BEGIN
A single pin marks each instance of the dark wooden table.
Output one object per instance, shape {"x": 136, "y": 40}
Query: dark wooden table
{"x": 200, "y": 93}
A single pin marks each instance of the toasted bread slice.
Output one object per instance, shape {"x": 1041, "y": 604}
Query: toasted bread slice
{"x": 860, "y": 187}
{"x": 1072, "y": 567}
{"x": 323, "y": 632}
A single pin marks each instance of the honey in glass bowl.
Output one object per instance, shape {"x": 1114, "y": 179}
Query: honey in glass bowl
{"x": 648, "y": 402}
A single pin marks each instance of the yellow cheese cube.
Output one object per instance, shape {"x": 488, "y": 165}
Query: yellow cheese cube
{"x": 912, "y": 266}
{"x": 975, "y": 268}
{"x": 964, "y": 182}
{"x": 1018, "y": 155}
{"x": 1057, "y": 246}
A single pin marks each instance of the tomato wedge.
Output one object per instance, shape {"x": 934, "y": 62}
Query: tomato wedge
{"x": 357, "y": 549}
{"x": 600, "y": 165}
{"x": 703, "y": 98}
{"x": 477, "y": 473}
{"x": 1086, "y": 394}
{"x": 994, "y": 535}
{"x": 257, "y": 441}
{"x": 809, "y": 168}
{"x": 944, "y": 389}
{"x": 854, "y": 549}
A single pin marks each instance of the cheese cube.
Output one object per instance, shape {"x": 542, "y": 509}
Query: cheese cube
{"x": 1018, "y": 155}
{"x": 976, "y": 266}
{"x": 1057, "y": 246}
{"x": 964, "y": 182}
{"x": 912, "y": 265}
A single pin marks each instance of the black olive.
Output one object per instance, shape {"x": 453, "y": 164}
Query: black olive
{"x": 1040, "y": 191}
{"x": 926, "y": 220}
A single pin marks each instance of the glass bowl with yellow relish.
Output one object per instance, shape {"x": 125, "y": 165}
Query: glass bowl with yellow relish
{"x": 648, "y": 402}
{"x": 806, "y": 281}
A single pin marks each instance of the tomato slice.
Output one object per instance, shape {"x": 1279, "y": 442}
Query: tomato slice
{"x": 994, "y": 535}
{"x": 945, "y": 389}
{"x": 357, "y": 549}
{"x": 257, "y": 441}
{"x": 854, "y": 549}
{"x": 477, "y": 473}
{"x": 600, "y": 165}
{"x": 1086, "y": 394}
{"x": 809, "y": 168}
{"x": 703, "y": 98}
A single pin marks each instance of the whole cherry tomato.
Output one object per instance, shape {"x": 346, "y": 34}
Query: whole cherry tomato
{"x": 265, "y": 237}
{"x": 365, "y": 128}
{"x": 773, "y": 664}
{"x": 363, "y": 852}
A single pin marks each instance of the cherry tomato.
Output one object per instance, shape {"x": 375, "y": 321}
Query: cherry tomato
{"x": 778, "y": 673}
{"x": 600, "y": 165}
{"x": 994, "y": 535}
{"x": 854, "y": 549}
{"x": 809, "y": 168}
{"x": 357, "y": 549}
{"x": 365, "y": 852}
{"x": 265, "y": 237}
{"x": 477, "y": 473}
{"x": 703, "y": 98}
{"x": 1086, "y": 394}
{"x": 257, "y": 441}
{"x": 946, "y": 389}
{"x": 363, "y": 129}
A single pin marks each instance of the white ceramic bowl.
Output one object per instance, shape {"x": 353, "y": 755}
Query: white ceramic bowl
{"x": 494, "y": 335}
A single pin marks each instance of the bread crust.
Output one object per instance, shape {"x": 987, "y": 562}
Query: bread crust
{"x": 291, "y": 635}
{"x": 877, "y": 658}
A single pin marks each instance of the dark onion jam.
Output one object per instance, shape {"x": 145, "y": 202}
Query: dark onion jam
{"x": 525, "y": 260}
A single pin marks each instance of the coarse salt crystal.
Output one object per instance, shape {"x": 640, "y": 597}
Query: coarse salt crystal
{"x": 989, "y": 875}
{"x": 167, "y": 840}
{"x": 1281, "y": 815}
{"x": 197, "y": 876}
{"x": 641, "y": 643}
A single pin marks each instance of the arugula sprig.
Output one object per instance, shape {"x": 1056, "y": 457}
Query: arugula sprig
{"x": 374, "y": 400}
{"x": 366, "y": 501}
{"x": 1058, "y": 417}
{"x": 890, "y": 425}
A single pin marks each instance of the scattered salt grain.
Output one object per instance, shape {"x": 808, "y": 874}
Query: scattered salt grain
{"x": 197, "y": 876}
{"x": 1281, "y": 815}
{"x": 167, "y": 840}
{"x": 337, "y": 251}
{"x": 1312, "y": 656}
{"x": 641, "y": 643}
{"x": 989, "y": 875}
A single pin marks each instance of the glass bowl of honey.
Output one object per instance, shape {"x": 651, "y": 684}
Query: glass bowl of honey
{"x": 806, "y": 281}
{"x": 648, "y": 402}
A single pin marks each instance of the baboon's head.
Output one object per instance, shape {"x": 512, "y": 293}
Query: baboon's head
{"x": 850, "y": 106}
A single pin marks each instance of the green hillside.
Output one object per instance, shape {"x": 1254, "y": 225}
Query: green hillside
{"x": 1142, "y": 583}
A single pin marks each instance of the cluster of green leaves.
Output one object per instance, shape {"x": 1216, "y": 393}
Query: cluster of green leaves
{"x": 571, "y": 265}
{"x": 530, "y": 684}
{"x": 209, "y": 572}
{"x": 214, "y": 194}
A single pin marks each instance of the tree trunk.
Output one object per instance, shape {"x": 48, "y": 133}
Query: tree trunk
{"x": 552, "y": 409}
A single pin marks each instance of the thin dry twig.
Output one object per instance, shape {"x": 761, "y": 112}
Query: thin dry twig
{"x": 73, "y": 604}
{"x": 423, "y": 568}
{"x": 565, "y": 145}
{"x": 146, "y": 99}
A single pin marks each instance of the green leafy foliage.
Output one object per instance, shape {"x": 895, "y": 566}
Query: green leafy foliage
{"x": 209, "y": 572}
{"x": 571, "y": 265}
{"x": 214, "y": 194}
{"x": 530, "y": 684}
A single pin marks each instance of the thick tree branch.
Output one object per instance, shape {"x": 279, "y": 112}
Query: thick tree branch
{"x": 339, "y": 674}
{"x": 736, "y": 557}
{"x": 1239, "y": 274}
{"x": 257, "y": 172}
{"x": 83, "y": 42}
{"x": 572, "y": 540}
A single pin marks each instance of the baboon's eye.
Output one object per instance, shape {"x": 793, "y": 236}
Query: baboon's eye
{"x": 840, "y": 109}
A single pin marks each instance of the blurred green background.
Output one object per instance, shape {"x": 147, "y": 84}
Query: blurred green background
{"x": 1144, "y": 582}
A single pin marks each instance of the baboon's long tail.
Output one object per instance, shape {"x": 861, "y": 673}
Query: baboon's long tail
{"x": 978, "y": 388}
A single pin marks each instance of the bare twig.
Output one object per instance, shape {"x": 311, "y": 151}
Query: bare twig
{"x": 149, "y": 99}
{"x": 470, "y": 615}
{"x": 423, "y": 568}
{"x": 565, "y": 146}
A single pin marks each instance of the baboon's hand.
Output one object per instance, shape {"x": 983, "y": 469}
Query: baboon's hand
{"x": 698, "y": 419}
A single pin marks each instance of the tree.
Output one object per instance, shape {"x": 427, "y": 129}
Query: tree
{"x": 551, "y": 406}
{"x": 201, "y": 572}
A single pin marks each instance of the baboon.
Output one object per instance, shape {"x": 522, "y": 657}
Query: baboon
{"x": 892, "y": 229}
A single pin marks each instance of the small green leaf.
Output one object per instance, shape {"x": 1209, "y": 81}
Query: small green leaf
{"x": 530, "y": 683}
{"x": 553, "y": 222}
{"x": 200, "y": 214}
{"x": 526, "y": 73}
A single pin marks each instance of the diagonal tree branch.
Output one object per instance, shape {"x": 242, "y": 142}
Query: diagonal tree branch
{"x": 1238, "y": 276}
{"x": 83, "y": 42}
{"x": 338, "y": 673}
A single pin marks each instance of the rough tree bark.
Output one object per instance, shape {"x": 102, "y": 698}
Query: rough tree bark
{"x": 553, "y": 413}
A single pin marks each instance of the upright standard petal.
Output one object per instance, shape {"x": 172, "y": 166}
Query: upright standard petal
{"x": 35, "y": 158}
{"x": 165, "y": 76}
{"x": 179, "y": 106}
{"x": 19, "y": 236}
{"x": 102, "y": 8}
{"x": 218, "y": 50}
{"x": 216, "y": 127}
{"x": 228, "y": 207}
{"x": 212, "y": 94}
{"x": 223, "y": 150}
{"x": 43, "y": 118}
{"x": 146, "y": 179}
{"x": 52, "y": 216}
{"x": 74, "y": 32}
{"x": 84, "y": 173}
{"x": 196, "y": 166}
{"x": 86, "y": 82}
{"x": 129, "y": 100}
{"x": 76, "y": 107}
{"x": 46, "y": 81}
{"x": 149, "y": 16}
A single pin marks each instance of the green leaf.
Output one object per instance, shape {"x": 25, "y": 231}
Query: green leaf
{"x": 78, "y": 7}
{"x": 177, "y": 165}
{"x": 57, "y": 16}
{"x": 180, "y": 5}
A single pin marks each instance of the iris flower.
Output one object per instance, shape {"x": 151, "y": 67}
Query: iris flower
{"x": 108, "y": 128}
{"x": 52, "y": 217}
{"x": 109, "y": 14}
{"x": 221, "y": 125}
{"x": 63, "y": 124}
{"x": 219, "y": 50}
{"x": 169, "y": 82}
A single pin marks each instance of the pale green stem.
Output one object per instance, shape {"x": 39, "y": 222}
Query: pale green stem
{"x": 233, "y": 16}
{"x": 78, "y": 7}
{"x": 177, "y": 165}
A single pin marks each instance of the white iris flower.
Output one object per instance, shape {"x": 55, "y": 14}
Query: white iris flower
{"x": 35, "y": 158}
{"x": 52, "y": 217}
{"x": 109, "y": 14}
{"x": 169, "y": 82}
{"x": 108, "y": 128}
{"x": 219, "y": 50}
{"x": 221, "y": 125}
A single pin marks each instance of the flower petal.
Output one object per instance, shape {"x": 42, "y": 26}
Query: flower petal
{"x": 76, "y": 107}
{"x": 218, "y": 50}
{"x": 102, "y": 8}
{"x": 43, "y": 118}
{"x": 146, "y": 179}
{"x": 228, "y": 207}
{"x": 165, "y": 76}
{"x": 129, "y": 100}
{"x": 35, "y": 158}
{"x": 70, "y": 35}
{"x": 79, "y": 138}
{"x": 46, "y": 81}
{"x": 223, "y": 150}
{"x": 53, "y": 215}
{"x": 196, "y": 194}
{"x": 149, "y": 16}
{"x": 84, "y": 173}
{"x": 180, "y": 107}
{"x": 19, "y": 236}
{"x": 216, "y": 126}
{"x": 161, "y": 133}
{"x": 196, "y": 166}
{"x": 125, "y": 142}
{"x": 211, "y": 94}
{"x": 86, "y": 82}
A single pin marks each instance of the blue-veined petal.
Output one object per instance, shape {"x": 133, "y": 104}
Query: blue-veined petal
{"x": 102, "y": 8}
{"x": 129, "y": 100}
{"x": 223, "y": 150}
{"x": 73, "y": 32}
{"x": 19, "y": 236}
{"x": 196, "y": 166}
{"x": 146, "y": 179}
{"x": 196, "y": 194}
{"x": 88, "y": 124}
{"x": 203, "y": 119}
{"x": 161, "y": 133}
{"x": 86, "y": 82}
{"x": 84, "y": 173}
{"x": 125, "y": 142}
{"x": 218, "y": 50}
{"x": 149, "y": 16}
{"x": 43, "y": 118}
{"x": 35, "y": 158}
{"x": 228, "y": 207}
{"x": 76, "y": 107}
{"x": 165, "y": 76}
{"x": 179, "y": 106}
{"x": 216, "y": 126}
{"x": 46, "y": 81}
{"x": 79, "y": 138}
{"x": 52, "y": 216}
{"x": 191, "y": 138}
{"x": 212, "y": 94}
END
_EXERCISE DIRECTIONS_:
The listing above holds a line with "Query: yellow cheese cube" and a line with "A single pin marks each instance of the whole". Print the stretch from the first through the second, exactly and alone.

_ANSWER SPACE_:
Query: yellow cheese cube
{"x": 912, "y": 266}
{"x": 975, "y": 268}
{"x": 964, "y": 182}
{"x": 1018, "y": 155}
{"x": 1057, "y": 246}
A single pin marks each instance of the tomato wedge.
Output one object per instance, shape {"x": 934, "y": 62}
Query: tomato wedge
{"x": 357, "y": 549}
{"x": 600, "y": 165}
{"x": 703, "y": 98}
{"x": 477, "y": 473}
{"x": 1086, "y": 394}
{"x": 994, "y": 535}
{"x": 257, "y": 441}
{"x": 809, "y": 168}
{"x": 944, "y": 389}
{"x": 854, "y": 549}
A single pin marks each instance of the cheese cube.
Output one object per instance, shape {"x": 542, "y": 509}
Query: cheese cube
{"x": 1018, "y": 155}
{"x": 976, "y": 266}
{"x": 1057, "y": 246}
{"x": 964, "y": 182}
{"x": 912, "y": 265}
A single pin marks each instance of the black olive.
Output one object per instance, shape {"x": 453, "y": 164}
Query: black olive
{"x": 1040, "y": 191}
{"x": 926, "y": 220}
A single pin marks each instance of the glass bowl with yellow relish.
Output one object per instance, shape {"x": 125, "y": 165}
Query: glass bowl with yellow relish
{"x": 648, "y": 402}
{"x": 806, "y": 281}
A single pin marks each instance of the tomato slice.
Output one object per instance, shape {"x": 1279, "y": 442}
Query: tomato slice
{"x": 994, "y": 535}
{"x": 945, "y": 389}
{"x": 357, "y": 549}
{"x": 257, "y": 441}
{"x": 854, "y": 549}
{"x": 477, "y": 473}
{"x": 600, "y": 165}
{"x": 1086, "y": 394}
{"x": 809, "y": 168}
{"x": 703, "y": 98}
A single pin marks each instance of the whole cherry tomato.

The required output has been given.